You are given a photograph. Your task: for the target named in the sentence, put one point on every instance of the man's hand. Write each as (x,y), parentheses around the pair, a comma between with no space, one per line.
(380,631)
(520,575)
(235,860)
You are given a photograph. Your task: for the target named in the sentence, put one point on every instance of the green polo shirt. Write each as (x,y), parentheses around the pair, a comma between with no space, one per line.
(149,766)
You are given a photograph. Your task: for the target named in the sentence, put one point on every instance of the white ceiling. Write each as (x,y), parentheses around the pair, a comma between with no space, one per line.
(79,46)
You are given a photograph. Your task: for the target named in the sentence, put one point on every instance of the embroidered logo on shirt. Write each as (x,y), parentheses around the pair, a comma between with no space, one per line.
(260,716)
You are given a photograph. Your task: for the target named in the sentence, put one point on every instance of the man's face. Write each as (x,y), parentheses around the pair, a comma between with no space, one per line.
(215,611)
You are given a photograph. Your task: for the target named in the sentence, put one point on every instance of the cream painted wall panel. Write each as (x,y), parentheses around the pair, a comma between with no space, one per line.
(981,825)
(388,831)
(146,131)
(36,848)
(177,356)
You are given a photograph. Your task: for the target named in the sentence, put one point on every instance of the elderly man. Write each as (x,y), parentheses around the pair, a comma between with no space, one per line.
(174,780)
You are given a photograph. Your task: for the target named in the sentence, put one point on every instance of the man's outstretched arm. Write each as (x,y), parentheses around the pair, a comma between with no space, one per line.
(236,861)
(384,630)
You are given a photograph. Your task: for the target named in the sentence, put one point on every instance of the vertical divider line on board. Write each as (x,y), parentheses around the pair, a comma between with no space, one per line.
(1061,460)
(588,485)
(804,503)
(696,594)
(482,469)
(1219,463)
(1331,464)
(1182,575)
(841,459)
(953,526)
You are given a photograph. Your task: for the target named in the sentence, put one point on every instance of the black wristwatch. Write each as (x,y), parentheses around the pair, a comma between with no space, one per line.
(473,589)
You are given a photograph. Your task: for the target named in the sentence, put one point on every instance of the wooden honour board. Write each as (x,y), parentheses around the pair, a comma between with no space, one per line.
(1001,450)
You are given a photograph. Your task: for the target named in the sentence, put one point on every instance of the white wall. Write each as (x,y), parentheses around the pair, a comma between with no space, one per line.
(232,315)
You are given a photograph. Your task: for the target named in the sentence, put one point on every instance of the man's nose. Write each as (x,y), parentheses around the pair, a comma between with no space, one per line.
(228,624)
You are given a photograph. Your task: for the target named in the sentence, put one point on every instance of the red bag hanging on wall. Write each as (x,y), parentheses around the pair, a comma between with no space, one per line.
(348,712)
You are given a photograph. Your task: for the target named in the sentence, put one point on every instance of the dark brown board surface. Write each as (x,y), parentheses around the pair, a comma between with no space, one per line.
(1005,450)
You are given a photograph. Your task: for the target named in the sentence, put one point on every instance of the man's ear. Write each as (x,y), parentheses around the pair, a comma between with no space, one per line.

********

> **EXERCISE AIM**: I'd like the records returned exactly as they were written, please.

> **REPLY TO THE TASK**:
You are given a photograph. Your task: for the target named in the sentence, put one point on every instance of the man's hand. Write each as (x,y), parentheses around the pair, a comma between with no space, one per line.
(380,631)
(520,575)
(235,860)
You are given a photograph. Your task: for the target named in the sentence, put one point on every instance of the green polo shirt. Write each as (x,y), parentheses around the pair, a comma between with no space, one per line.
(149,766)
You are given a photograph. Your task: for the target named in the sentence, put one point on every instance of the white ceiling. Write each as (x,y), parentheses around the pair, a comma between with no space, one per line.
(79,46)
You are given a photograph. Your task: for the target named in the sentence, put one point on every instance of the embroidered logo on shirt. Write each as (x,y), parentheses around the pair, a comma between with no space, one per line.
(260,716)
You are given a photograph. Your task: for the target named in the sentence, put one point on every instance of the man's face. Write each as (x,y), parentheses around the pair, a comma between with no space, one per line.
(215,611)
You are given a photograph. Your task: for the target named in the sentence, put one point on every instance of the cream painted wall panel. Write each as (x,y), parentheses around the pair, a comma between with no space, one per line.
(981,825)
(388,831)
(146,131)
(36,848)
(177,356)
You are given a photograph. Your task: for the target named in the sentence, put one point on every instance of the elderly man. Write each as (x,y), parentheses around the pair, a comma between with no space, one per line.
(174,780)
You are given a photograph. Your task: for the target named in the sentence, put one point on every instance of the man's outstretched arm. Write each as (x,y), parentheses around the pair, a comma between with no space, one per line.
(236,861)
(384,630)
You are given a photograph. Your task: for the target named in the sentence, put one point on every instance of the vertical divider line on board. Write each as (x,y), parentheses around the pair, a comma between with no space, one per line.
(1061,460)
(588,485)
(804,503)
(696,594)
(482,469)
(1219,463)
(1331,464)
(1182,575)
(841,459)
(953,526)
You are given a photograph. Your task: for the target named in the sentence, put one point on every instance of the black wristwatch. Write each as (x,y), parentheses around the pair, a comma between with no space, one per line.
(473,589)
You are given a photograph. Your task: for the target named in the sentence, put one point on every instance of the wooden honour board. Write each as (x,y), parentheses around the pair, a comma between with no space, one per line.
(1001,450)
You are given a photograph. Your task: for the target named in the sentence, put one point on every instance of the white wall. Write each as (x,y), parentheses around the pair, a comma between with no space, one per line.
(232,315)
You are given a photograph. Your task: for the target named in the sentence, put one point on every instance of the man's nose. Write each as (x,y), parentheses around the pair, a comma between with no space, one per line.
(228,624)
You are given a photograph. Your task: for the target named in the sentence, put one point on every instance of the red bag hanging on wall. Write each as (x,y), parentheses around the pair, a comma between with no space, one per line.
(348,712)
You are given a photograph. Your task: for the target named in the sentence, put one point on every instance of the dark brown board surface. Write each as (x,y), parentheses around the pair, a comma between with no space, one per line.
(1005,450)
You are given a photograph. Your task: for the target named in the sentence, put one point on every instance of the man's ear. Write each as (x,y), parentheses around the pair, a comma between with no space, one per line.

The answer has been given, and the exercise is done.